Give the records back in full, exactly as they read.

* Start DATASET EXCERPTS *

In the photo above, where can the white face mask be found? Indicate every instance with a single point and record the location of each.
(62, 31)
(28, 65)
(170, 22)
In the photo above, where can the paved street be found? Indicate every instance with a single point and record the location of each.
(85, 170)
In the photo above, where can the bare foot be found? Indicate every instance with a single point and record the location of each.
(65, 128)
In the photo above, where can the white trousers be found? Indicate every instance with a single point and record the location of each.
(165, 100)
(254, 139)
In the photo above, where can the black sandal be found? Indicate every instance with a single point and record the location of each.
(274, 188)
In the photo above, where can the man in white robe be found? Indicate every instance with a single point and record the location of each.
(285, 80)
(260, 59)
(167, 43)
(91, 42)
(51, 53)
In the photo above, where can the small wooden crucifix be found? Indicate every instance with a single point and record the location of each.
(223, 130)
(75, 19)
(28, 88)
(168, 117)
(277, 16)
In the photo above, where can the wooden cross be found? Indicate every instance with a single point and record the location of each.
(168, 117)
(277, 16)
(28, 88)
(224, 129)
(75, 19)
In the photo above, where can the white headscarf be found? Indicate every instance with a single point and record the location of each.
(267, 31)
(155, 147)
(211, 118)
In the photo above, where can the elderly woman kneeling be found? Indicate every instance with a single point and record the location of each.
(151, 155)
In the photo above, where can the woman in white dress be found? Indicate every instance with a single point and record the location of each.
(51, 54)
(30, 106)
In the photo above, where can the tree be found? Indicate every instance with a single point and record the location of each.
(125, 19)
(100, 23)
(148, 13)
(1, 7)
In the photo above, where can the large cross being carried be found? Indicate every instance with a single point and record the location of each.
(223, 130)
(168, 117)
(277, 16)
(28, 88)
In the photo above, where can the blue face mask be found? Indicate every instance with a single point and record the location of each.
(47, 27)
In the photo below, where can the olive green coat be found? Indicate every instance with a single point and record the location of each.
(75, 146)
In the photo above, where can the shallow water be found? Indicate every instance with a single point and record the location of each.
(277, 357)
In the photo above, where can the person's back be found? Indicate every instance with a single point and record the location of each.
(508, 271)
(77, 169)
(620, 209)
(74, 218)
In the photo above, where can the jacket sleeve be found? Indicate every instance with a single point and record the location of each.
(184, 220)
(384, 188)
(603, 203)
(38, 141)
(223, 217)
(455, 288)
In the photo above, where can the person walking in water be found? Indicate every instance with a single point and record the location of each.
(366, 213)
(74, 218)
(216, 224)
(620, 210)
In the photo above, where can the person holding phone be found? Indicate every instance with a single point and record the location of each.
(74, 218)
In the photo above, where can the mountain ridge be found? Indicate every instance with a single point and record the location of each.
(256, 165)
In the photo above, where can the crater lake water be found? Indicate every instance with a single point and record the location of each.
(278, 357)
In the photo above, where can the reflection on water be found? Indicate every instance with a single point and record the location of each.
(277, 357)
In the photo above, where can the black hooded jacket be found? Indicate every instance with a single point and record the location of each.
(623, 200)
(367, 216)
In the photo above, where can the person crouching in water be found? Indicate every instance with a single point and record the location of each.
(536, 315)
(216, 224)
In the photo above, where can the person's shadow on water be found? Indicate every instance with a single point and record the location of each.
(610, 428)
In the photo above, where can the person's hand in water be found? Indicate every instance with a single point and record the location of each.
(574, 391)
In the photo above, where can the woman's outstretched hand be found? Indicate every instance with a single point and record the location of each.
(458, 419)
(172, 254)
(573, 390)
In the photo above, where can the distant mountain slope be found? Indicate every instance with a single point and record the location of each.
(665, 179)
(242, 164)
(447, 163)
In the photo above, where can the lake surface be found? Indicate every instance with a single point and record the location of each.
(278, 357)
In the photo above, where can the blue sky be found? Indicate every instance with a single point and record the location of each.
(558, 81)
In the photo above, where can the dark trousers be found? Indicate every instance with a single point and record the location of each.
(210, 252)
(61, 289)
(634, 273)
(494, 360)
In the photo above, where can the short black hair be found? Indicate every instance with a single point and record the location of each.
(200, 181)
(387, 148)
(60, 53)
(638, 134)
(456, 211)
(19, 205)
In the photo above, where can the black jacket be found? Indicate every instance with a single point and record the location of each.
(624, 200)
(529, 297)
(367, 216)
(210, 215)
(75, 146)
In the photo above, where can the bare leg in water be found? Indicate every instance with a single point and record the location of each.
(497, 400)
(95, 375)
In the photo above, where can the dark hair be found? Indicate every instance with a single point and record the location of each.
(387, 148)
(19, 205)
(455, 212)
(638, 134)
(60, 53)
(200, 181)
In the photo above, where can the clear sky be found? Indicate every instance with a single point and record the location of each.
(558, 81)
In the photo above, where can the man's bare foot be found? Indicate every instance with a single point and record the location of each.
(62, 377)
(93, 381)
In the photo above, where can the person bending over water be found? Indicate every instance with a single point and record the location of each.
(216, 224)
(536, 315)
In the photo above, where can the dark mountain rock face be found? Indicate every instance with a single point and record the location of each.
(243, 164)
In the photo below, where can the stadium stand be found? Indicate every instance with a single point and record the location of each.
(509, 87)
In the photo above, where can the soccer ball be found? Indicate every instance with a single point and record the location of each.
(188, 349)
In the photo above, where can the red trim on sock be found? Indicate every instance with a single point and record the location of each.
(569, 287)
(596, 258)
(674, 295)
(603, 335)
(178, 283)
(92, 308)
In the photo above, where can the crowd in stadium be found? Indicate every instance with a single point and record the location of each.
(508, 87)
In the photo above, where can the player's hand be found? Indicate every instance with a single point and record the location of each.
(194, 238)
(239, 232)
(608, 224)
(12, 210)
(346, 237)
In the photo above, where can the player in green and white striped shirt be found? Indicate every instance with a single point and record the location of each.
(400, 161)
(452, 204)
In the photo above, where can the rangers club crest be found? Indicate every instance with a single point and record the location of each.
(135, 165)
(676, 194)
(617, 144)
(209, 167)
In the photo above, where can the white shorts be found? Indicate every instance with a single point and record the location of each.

* End DATASET EXCERPTS *

**EXERCISE OUTPUT**
In the photo above, where can the white face mask be found? Indicate every instance with a single point and record the location of each.
(62, 31)
(28, 65)
(170, 22)
In the photo above, where can the paved street be found? Indicate every instance with a single point and record the location of each.
(85, 170)
In the photo above, where can the bare foot be found? Indicate every instance with a single point and record the location of each.
(65, 128)
In the photo above, where can the white trousers be found? Indicate every instance with a single point and record the location of each.
(165, 100)
(254, 139)
In the photo above, where can the black sandal be found? Indicate every instance with a single point and record the location of each.
(274, 188)
In the photo above, where can the man in white robe be found? Indicate every instance with a single point and record the location of each.
(285, 80)
(260, 59)
(167, 43)
(91, 42)
(51, 53)
In the photo above, where can the small wooden crucifix be found? Indicate every instance with a single point and record the location of each.
(223, 130)
(75, 19)
(28, 88)
(168, 117)
(277, 16)
In the photo above, where can the wooden cross be found? Indicate every instance with a single point and record the location of each.
(168, 117)
(277, 16)
(28, 88)
(224, 129)
(75, 19)
In the photo above, where can the white headscarf be found? Indicate every instance with a single point and record the location of each.
(267, 31)
(155, 147)
(211, 118)
In the photo above, where can the elderly woman kneeling be found? Indicate every instance with a single point and record the location of each.
(151, 155)
In the photo above, where can the woman in white dress be found? Indicate every instance with a single point and record the location of each.
(51, 54)
(30, 106)
In the photo above, where can the tree be found? Indicate every instance with a single point and record the location of each.
(125, 19)
(100, 23)
(148, 13)
(1, 7)
In the photo above, where can the large cross being carried be found? Indicate every instance with a single point and record the location of each.
(223, 130)
(168, 117)
(277, 16)
(28, 88)
In the photo above, where can the blue face mask be found? Indicate every instance with a single point and record the location of each.
(47, 27)
In the photo below, where can the olive green coat be found? Indicate every instance with a single point and record the location of each.
(75, 146)
In the photo above, where can the shallow water be found? Indicate every instance with a single point and record the location of each.
(277, 357)
In the photo above, where can the person's back be found? Indicate every instance with a single point and record the location of each.
(508, 271)
(77, 169)
(620, 209)
(74, 218)
In the photo above, where can the jacket sleeve be found? Indicate every instance with a single point and record the location of each.
(184, 220)
(384, 188)
(603, 203)
(38, 141)
(223, 217)
(455, 288)
In the photo above, where can the person walking in water be found? Indicate every instance with a single point and record the location of each.
(366, 213)
(74, 218)
(216, 224)
(620, 210)
In the photo above, where can the person holding phone be found? Indicate every instance with a single point and record the location of each.
(74, 218)
In the photo above, where can the mountain ridge be found? Indicate every instance with a single point and record the location of each.
(256, 165)
In the photo above, where can the crater lake water be found? Indicate every instance with a single point and record the location of each.
(278, 357)
In the photo above, where can the reflection on water be found? Indicate every instance with a single point and record the location of each.
(277, 357)
In the photo above, where can the black hooded jacket be found? Indicate every instance with a single point and record the location of each.
(623, 200)
(367, 216)
In the photo above, where can the person crouching in water be found? Indicate every instance with a single point and record the location of each.
(536, 315)
(216, 224)
In the photo above, where can the person's shadow on water be found? Indicate every instance with a single point and record the location of each.
(610, 428)
In the photo above, where can the person's hand in water be found? Indicate every instance with a single point and record the location of each.
(574, 391)
In the photo above, where can the woman's outstretched hand be found? Indicate every instance with a single point and record the location of each.
(458, 419)
(172, 254)
(573, 390)
In the photo above, where can the distant mountain slope be found? Indicate every instance with a single point and record the location of each.
(665, 179)
(242, 164)
(447, 163)
In the photo above, where can the lake surface be found? Indicate every instance with a single point and record the location of each.
(278, 357)
In the photo above, where can the blue sky be found? Indicate every instance with a single point and record the location of each.
(558, 81)
In the photo above, where can the dark trousers be found? Indicate every instance with a single point and record the location of each.
(210, 252)
(61, 289)
(634, 273)
(494, 360)
In the photo above, where can the short black hair be found? Indicate every instance with a single point and record the location of each.
(200, 181)
(387, 148)
(60, 53)
(638, 134)
(456, 211)
(19, 205)
In the photo above, where can the black jacket be found? Indicate every instance with a single point and record the location of each.
(624, 200)
(529, 297)
(367, 216)
(210, 215)
(75, 146)
In the photo above, where can the bare leg in water be found? Indicate every instance with a single point and record the location of each.
(497, 400)
(95, 375)
In the photo above, where can the dark hair be found? Indicate every instance with a single point and record the location of each.
(387, 148)
(19, 205)
(455, 212)
(638, 134)
(60, 53)
(200, 181)
In the photo above, where can the clear sky be found? Indicate every instance with a single point and record the location of each.
(558, 81)
In the photo above, where can the man's bare foot be found? Indicate every instance with a single point and record the location of each.
(62, 377)
(93, 381)
In the photo above, where can the person bending over water be found? Indicate every instance with a single point and record the location of each.
(216, 224)
(536, 315)
In the photo above, where can the dark mountain rock face be found? Indicate every instance with a single point and record the location of each.
(243, 164)
In the photo below, where can the stadium stand be found? Indicate every instance with a single point and record the location of each.
(509, 87)
In the photo above, where can the soccer ball be found? Indicate every instance with a single point and record the location of each.
(188, 349)
In the photo above, where can the red trim on sock be found? Indicate every instance with a single point and record the location of each.
(569, 287)
(596, 258)
(674, 295)
(603, 335)
(178, 283)
(92, 308)
In the photo above, where can the crowd in stadium be found? Indicate every instance with a single point and record the location of each.
(508, 87)
In the photo above, where can the player's hand be found? Indicate every instance with a single point and record the location of each.
(194, 238)
(239, 232)
(608, 224)
(12, 210)
(346, 237)
In the photo above, where can the player in green and white striped shirt be found? Indicate every instance with a single point and record the location of each.
(400, 161)
(452, 204)
In the photo above, where can the rangers club crest be found? Indicate every instance with a single point and record the location of each.
(135, 165)
(676, 194)
(617, 144)
(209, 167)
In the photo above, where can the white shorts be found? Indicate every instance with a single point and record the location of each.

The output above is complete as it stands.